__EXERCISE GOAL__.
What you return should match the data below exactly, with every entry reproduced.
--- DATA FOR THIS EXERCISE Enclosed Below ---
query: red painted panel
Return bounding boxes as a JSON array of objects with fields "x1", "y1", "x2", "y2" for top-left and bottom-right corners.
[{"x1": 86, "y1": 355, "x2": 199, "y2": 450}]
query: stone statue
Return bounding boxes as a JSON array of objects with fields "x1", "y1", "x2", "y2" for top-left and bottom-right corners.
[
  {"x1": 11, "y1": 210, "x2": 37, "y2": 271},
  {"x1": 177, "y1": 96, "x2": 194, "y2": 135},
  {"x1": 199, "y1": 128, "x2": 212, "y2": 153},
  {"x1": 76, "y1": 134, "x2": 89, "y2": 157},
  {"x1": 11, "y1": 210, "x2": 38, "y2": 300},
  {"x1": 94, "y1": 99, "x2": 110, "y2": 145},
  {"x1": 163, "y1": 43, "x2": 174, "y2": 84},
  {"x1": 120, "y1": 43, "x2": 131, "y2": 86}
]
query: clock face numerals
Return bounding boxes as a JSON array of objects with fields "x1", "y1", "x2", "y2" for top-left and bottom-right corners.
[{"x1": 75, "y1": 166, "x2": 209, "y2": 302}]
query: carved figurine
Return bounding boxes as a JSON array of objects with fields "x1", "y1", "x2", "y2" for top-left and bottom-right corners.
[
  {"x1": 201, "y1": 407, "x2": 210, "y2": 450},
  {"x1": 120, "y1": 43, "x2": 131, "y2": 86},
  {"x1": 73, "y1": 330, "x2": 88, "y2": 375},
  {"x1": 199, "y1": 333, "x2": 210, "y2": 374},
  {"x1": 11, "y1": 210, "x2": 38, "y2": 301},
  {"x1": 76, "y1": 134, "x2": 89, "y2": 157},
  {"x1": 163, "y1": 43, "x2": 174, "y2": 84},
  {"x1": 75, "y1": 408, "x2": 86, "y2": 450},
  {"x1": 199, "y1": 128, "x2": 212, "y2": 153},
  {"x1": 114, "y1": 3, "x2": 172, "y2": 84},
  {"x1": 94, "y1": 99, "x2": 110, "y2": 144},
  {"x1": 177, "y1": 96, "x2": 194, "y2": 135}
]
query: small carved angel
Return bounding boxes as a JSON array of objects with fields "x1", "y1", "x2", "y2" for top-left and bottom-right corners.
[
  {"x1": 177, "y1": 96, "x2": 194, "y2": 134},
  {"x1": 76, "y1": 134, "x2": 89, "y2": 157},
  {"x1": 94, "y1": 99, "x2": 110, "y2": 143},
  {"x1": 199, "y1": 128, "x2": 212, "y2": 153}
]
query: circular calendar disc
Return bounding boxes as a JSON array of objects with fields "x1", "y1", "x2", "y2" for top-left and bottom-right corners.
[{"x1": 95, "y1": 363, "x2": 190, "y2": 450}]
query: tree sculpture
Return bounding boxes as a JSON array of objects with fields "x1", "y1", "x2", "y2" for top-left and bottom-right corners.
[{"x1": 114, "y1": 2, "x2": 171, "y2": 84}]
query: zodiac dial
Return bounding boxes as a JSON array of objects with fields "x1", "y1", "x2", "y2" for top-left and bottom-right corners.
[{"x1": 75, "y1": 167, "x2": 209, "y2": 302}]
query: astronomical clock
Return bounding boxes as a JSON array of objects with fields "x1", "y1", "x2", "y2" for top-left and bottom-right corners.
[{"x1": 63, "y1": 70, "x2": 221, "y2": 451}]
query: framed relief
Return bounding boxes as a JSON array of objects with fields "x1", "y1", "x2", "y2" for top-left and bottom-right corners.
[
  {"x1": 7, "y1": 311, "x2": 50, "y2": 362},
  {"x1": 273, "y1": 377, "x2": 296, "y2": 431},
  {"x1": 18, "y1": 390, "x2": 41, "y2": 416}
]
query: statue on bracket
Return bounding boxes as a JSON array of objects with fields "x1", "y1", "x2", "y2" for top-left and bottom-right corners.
--- End of Enclosed DATA FOR THIS EXERCISE ---
__REPLY__.
query: red painted panel
Return bounding boxes as a JSON array of objects with fields "x1", "y1", "x2", "y2" for top-left and bottom-right corners.
[{"x1": 86, "y1": 355, "x2": 199, "y2": 450}]
query: stone statue
Return bounding boxes as a JSON array of objects with fields "x1", "y1", "x2", "y2" for top-left and bottom-right corners.
[
  {"x1": 11, "y1": 210, "x2": 37, "y2": 271},
  {"x1": 177, "y1": 96, "x2": 194, "y2": 135},
  {"x1": 199, "y1": 128, "x2": 212, "y2": 153},
  {"x1": 76, "y1": 134, "x2": 89, "y2": 157},
  {"x1": 11, "y1": 210, "x2": 38, "y2": 300},
  {"x1": 94, "y1": 99, "x2": 110, "y2": 145},
  {"x1": 163, "y1": 43, "x2": 174, "y2": 84},
  {"x1": 120, "y1": 43, "x2": 131, "y2": 86}
]
query: clock face numerals
Return bounding boxes as a JSON array of objects with fields "x1", "y1", "x2", "y2" for top-left and bottom-right corners.
[{"x1": 75, "y1": 166, "x2": 209, "y2": 302}]
query: carved figurine
Return bounding boxes as a JSON array of objects with fields "x1", "y1", "x2", "y2" for top-left and bottom-right corners.
[
  {"x1": 201, "y1": 407, "x2": 210, "y2": 450},
  {"x1": 120, "y1": 43, "x2": 131, "y2": 86},
  {"x1": 73, "y1": 330, "x2": 88, "y2": 375},
  {"x1": 199, "y1": 333, "x2": 210, "y2": 374},
  {"x1": 11, "y1": 210, "x2": 38, "y2": 301},
  {"x1": 76, "y1": 134, "x2": 89, "y2": 157},
  {"x1": 163, "y1": 43, "x2": 174, "y2": 84},
  {"x1": 75, "y1": 408, "x2": 86, "y2": 450},
  {"x1": 199, "y1": 128, "x2": 212, "y2": 153},
  {"x1": 114, "y1": 3, "x2": 172, "y2": 84},
  {"x1": 94, "y1": 99, "x2": 110, "y2": 144},
  {"x1": 177, "y1": 96, "x2": 194, "y2": 135}
]
query: small carved angel
Return bounding boxes as a JSON array of objects with fields "x1", "y1", "x2", "y2" for top-left and bottom-right corners.
[
  {"x1": 177, "y1": 96, "x2": 194, "y2": 134},
  {"x1": 76, "y1": 134, "x2": 89, "y2": 157},
  {"x1": 94, "y1": 99, "x2": 110, "y2": 143},
  {"x1": 199, "y1": 128, "x2": 212, "y2": 153}
]
query: circular calendar disc
Return bounding boxes as a JSON array of objects with fields "x1", "y1", "x2", "y2" for top-left and bottom-right corners.
[{"x1": 95, "y1": 363, "x2": 190, "y2": 450}]
query: tree sculpture
Return bounding boxes as a JSON array of objects with fields "x1", "y1", "x2", "y2" for top-left and bottom-right corners.
[{"x1": 114, "y1": 2, "x2": 171, "y2": 84}]
query: zodiac dial
Return bounding boxes as a JSON array of objects with fields "x1", "y1", "x2", "y2" for top-left and bottom-right corners.
[{"x1": 75, "y1": 167, "x2": 209, "y2": 302}]
query: astronomical clock
Return bounding boxes as a JSON array of objects with fields "x1", "y1", "x2", "y2" for top-left and bottom-right corners.
[{"x1": 63, "y1": 70, "x2": 221, "y2": 451}]
query: framed relief
Return bounding boxes as a JSON array of objects with fields "x1", "y1", "x2", "y2" for top-left and bottom-right corners.
[
  {"x1": 7, "y1": 311, "x2": 50, "y2": 362},
  {"x1": 273, "y1": 377, "x2": 296, "y2": 431},
  {"x1": 18, "y1": 390, "x2": 41, "y2": 416}
]
query: statue on bracket
Return bounding boxes as a JSON array of objects with fields "x1", "y1", "x2", "y2" for top-left and bottom-right corners.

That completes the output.